<<<<

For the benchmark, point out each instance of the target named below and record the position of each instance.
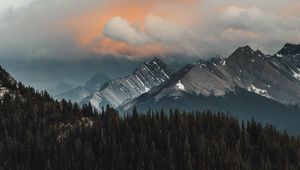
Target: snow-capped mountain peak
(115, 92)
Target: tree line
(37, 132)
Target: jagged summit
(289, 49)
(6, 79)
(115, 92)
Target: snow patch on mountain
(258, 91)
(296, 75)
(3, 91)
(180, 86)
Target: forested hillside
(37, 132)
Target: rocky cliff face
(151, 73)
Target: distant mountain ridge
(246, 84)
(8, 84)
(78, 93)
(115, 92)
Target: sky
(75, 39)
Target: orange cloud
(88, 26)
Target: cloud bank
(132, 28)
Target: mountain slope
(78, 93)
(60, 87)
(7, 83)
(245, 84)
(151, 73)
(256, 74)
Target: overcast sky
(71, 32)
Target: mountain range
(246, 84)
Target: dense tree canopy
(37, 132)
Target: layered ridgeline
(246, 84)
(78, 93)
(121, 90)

>>>>
<<<<

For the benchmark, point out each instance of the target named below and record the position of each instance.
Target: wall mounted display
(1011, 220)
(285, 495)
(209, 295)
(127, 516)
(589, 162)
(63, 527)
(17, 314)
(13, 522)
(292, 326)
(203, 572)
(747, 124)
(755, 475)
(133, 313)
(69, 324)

>>>>

* Your objective
Find each line in the data above that contains the string "cloud", and copy those lines in full.

* Task output
Target: orange cloud
Target: cloud bank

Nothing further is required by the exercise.